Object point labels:
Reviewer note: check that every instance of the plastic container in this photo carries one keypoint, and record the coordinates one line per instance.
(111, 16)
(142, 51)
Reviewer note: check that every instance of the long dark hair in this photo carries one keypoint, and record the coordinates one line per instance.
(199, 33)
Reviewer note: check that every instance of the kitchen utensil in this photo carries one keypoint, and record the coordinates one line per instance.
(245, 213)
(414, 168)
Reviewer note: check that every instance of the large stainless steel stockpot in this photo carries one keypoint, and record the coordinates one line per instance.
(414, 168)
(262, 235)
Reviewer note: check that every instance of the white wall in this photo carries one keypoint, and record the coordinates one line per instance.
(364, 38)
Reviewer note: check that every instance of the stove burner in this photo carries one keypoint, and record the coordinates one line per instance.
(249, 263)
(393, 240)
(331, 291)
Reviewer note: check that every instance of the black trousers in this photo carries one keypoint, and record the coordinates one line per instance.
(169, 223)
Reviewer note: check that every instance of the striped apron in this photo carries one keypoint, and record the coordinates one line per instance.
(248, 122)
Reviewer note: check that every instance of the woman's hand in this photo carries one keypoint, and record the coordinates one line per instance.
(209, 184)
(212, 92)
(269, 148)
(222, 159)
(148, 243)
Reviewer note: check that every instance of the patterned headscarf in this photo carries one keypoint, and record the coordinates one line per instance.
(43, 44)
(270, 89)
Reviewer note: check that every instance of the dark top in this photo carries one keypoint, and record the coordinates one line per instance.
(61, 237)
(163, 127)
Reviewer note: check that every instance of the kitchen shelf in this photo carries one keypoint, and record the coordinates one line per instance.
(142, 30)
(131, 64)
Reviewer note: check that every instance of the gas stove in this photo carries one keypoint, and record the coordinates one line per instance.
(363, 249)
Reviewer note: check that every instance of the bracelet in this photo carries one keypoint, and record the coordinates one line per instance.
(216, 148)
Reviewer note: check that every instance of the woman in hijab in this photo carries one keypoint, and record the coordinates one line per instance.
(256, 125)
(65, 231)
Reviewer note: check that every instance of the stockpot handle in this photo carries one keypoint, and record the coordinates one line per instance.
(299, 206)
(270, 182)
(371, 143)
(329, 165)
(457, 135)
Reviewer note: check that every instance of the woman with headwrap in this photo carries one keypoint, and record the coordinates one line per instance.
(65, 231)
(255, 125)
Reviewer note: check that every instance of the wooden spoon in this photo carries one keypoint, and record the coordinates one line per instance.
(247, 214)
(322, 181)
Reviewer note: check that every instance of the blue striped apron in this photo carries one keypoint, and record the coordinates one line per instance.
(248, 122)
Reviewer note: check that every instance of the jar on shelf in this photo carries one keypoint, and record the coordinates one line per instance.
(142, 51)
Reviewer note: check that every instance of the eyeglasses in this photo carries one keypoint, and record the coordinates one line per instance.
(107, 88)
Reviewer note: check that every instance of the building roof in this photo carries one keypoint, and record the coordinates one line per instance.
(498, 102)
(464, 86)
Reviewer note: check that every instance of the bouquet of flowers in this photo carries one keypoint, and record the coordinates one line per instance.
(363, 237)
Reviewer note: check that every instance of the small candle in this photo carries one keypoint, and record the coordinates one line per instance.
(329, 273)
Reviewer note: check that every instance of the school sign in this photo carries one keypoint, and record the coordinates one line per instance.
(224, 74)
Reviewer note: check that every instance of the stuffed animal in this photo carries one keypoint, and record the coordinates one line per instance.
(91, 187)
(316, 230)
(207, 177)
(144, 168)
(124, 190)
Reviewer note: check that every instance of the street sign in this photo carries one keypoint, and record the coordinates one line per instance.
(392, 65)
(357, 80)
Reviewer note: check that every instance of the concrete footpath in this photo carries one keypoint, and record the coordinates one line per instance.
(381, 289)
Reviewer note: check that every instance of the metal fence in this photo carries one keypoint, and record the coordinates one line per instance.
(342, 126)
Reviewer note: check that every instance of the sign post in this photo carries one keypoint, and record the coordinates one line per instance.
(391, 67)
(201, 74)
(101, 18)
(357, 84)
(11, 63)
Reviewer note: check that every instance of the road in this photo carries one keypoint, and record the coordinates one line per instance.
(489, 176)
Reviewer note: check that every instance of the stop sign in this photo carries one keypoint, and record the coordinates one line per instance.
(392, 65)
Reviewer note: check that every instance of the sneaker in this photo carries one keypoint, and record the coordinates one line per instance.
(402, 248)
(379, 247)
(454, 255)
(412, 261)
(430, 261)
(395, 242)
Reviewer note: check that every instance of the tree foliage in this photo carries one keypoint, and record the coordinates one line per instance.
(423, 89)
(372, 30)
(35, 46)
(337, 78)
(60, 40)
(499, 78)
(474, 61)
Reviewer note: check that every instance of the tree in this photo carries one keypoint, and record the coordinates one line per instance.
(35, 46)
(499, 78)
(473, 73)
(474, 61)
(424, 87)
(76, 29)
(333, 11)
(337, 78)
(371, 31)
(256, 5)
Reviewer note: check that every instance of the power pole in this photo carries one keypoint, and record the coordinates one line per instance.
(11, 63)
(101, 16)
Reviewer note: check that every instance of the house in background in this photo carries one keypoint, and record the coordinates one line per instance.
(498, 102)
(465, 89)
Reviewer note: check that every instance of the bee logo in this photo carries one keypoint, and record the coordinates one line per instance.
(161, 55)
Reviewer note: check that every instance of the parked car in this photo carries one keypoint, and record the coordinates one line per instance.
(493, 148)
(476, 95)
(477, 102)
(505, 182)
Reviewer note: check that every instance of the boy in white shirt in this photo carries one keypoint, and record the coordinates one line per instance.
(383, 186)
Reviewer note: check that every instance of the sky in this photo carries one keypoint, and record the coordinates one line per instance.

** SHORT TASK **
Give again only the lines of the material above that run from the one with "Reviewer note: check that every instance of the road" through the end, both included, exactly as they appear.

** SOLUTION **
Reviewer note: check that every instance of the road in this photo carries one keypoint, and record the coordinates one line per instance.
(489, 176)
Reviewer note: check that every instance of the stop sign in this photo carries one keypoint, and record the coordinates one line per instance.
(392, 65)
Reviewer note: check that every instance of the sneaker in this photo carries one keypoint, and record the coordinates one line per instance.
(402, 248)
(379, 247)
(454, 255)
(412, 261)
(430, 261)
(395, 242)
Reviewer note: check that every instance of the tree foliage in this photo carries one keypoint, and record the coordinates one line per instance.
(423, 89)
(372, 30)
(35, 46)
(337, 78)
(60, 40)
(499, 78)
(474, 61)
Reviewer note: check that every instance of the tree in this photo carries one keypoint, and record the coordinates one line per instance.
(35, 46)
(499, 78)
(473, 73)
(474, 61)
(424, 87)
(76, 29)
(333, 11)
(337, 78)
(371, 31)
(256, 5)
Reviewer note: check that every instance of the power pole in this photo carries one keypoint, and record the coordinates one line per instance.
(11, 63)
(101, 16)
Reviewer note: check that every instance of the house in background in this photo carries one keypoint, and record the coordinates one line per instance.
(498, 102)
(465, 89)
Reviewer note: check that every instance of the bee logo in this photo carries one keypoint, and record the coordinates one line per instance.
(161, 55)
Reviewer note: check that every instance of the parked car in this photo carries one keypoint, and record the coordinates one line per instance.
(493, 148)
(476, 95)
(477, 102)
(505, 182)
Reviewer note: check that every instance of the boy in white shirt in this photo carries one keypoint, and record the coordinates one line per instance.
(383, 186)
Reviewer note: check that every instance of the sky in this photo carries one keypoint, and record the coordinates one line per instance.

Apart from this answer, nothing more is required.